• DATA EXTRACTS:

========

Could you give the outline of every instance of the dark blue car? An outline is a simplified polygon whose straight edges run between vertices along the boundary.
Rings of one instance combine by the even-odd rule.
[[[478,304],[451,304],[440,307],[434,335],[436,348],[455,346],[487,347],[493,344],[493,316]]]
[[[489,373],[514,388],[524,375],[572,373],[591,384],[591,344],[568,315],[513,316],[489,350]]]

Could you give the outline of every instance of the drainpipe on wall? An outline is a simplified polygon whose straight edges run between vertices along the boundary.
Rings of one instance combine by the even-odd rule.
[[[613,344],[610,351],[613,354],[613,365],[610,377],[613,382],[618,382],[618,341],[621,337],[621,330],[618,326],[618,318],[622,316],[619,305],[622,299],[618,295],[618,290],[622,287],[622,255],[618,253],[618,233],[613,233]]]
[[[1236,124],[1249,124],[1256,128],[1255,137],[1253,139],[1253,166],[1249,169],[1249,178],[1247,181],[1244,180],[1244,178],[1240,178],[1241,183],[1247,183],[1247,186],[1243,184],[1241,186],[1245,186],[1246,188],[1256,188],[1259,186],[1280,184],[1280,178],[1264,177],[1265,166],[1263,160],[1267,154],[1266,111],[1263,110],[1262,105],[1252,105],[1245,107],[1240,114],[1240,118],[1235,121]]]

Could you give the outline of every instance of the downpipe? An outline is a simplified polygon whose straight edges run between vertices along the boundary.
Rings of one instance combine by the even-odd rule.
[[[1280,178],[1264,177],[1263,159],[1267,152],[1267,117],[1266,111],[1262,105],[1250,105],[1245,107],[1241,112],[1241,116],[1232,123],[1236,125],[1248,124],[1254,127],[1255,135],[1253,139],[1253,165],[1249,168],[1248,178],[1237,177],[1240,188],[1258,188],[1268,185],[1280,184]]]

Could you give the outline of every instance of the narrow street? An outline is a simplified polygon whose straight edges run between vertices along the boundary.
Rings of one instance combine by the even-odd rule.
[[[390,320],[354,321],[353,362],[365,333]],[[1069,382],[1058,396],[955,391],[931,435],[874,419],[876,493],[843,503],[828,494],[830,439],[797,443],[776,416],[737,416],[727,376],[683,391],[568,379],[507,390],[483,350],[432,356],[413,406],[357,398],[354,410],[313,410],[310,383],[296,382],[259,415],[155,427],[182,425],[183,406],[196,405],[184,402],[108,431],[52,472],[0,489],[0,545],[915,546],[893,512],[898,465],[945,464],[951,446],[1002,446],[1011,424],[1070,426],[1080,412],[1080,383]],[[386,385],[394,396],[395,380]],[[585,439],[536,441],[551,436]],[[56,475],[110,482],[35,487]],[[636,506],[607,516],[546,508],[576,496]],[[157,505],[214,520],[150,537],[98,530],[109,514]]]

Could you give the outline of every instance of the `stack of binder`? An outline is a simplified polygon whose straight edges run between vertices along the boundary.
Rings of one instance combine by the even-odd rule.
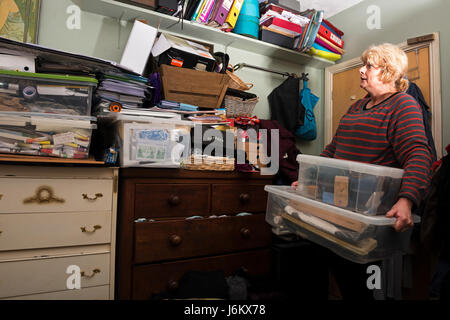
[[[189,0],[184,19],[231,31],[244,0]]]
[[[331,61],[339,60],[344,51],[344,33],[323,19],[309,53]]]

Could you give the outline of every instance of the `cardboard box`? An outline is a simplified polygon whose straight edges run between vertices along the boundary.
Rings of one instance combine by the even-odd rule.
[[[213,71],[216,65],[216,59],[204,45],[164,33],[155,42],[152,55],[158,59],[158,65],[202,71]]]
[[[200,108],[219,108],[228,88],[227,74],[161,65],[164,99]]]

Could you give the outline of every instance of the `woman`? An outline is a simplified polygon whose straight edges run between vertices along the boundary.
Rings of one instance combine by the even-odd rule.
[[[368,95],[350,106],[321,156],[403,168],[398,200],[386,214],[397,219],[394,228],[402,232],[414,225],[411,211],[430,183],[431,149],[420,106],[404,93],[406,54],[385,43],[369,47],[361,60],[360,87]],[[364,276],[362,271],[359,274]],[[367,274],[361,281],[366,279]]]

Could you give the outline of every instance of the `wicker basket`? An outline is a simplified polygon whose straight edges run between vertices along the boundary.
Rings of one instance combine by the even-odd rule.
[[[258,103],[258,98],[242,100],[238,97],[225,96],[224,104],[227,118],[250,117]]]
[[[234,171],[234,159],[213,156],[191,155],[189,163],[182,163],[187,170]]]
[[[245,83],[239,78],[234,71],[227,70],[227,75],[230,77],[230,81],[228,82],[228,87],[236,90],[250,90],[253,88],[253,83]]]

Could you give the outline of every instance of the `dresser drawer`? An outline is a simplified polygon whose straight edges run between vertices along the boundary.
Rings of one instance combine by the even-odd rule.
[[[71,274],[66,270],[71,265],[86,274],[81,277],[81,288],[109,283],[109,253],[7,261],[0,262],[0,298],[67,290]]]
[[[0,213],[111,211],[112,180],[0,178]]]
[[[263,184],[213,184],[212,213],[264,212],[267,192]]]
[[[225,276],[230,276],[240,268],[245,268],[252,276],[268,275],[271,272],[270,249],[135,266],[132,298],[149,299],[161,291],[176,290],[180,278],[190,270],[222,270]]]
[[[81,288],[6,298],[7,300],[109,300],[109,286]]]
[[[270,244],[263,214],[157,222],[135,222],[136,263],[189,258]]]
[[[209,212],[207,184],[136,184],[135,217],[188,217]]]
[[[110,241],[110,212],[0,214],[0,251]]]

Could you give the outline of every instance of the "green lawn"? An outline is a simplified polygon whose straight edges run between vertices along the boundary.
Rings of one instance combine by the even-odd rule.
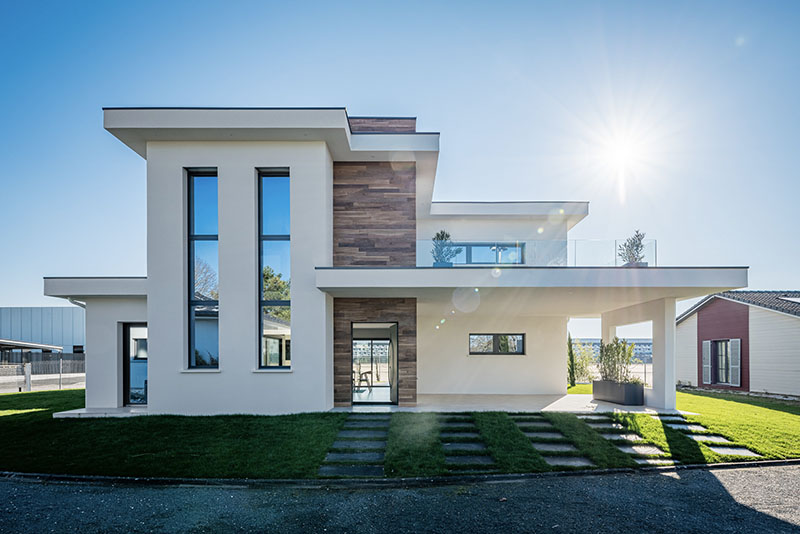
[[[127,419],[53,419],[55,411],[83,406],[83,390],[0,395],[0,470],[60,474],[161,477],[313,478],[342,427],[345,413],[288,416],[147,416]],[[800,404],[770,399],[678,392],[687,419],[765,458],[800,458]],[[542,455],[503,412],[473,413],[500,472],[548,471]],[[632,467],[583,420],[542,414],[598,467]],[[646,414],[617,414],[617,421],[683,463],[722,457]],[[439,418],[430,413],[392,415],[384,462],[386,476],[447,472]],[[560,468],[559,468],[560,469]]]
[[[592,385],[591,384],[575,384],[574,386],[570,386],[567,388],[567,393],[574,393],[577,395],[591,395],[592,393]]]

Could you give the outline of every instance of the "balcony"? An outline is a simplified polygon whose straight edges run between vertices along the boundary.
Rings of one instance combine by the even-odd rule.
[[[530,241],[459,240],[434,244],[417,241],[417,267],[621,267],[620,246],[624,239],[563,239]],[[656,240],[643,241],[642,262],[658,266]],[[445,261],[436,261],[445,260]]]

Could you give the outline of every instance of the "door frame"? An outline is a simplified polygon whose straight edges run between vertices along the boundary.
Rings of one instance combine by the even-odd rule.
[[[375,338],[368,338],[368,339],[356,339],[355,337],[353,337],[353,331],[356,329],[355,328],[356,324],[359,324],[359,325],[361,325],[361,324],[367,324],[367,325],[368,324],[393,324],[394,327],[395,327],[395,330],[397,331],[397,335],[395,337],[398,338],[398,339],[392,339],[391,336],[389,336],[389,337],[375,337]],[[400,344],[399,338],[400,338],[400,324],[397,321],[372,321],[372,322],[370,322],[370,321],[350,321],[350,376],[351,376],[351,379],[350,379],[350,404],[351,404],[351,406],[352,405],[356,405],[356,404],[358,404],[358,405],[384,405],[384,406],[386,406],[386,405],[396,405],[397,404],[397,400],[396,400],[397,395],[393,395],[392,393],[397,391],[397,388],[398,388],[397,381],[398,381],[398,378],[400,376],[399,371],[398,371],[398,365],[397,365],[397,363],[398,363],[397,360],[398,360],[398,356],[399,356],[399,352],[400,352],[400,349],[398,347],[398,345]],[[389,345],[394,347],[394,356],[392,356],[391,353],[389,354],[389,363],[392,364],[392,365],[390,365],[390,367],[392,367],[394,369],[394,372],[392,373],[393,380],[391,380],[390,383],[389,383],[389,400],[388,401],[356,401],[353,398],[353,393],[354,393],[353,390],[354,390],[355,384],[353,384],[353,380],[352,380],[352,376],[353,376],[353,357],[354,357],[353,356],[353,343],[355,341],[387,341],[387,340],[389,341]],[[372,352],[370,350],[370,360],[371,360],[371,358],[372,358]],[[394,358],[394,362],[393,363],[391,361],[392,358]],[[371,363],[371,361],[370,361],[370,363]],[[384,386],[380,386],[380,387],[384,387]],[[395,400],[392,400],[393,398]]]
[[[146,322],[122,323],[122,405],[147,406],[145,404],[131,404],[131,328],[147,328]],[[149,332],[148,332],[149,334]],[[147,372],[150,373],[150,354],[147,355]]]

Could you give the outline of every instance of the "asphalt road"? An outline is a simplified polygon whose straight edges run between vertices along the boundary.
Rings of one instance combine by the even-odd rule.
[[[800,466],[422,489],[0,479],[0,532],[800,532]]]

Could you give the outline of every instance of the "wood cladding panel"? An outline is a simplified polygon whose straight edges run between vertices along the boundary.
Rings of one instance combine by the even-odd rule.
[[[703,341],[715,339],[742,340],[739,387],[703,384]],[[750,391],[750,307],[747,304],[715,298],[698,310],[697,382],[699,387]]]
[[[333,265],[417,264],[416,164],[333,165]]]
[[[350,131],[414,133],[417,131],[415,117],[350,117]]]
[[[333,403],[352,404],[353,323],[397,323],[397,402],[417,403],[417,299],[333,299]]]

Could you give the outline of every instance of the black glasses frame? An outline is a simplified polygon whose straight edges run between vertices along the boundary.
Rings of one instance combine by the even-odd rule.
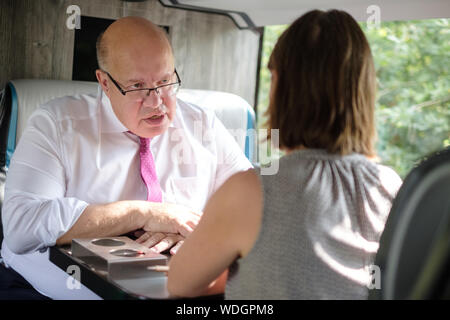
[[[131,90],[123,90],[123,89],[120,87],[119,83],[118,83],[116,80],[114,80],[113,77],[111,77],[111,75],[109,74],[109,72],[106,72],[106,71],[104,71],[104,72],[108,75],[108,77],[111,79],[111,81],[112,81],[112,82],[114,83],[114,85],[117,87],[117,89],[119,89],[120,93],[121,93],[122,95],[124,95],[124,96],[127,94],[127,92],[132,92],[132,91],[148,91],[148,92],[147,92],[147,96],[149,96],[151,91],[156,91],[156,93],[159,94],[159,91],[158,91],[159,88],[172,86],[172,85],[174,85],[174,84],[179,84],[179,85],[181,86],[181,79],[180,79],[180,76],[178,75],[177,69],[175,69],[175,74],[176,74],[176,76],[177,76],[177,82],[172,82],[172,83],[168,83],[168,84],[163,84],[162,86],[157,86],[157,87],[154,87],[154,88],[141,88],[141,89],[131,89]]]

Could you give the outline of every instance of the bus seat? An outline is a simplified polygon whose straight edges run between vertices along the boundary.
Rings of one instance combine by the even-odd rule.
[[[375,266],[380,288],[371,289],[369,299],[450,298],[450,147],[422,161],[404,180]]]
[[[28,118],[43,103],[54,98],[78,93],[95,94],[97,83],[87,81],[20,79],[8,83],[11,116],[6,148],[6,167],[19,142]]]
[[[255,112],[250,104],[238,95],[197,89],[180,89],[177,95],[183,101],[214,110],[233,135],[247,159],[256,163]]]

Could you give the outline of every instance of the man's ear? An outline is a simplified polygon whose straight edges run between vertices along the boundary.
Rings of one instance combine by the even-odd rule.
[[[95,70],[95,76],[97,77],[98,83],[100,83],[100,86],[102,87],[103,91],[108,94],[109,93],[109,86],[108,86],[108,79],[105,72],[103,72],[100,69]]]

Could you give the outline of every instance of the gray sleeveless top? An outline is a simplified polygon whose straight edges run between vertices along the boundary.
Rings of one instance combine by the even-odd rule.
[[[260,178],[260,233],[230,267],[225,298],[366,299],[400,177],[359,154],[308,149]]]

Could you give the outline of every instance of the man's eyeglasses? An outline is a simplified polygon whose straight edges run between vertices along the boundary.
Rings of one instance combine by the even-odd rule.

========

• HOW TO COMPLETE THIS TASK: Reproduce only the lines above, starting at the line with "Could you give the outline of every instance of the drainpipe" and ending at the line with "Could you give the outline of every instance of the narrow", exactly as written.

• RESULT OF THE EXERCISE:
Could you give the outline of every instance of the drainpipe on wall? An outline is a simplified polygon whose straight edges run between vertices along the boundary.
Rings of one instance combine by the even-odd rule.
[[[613,344],[610,351],[613,354],[613,365],[610,377],[613,382],[618,382],[618,341],[621,337],[621,330],[618,326],[618,318],[622,316],[619,305],[622,299],[618,295],[618,290],[622,287],[622,255],[618,253],[618,233],[613,233]]]
[[[1236,124],[1249,124],[1256,128],[1255,137],[1253,139],[1253,166],[1249,169],[1249,178],[1247,181],[1244,180],[1244,178],[1240,178],[1241,183],[1247,183],[1247,186],[1243,184],[1241,186],[1245,186],[1246,188],[1256,188],[1259,186],[1280,184],[1280,178],[1264,177],[1265,166],[1263,160],[1267,154],[1266,111],[1263,110],[1262,105],[1252,105],[1245,107],[1240,114],[1240,118],[1235,121]]]

Could you give the outline of every instance of the downpipe? An outline is a simplified polygon whose straight edges run between vertices along the boundary.
Rings of one instance combine by the even-odd rule.
[[[1280,178],[1264,177],[1263,159],[1267,152],[1267,117],[1266,111],[1262,105],[1250,105],[1245,107],[1241,112],[1241,116],[1232,123],[1236,125],[1248,124],[1254,127],[1255,135],[1253,139],[1253,165],[1249,168],[1248,178],[1237,177],[1240,188],[1258,188],[1268,185],[1280,184]]]

Could you give the outline of every instance of the narrow street? An outline is a simplified polygon whose straight edges run between vertices along the boundary.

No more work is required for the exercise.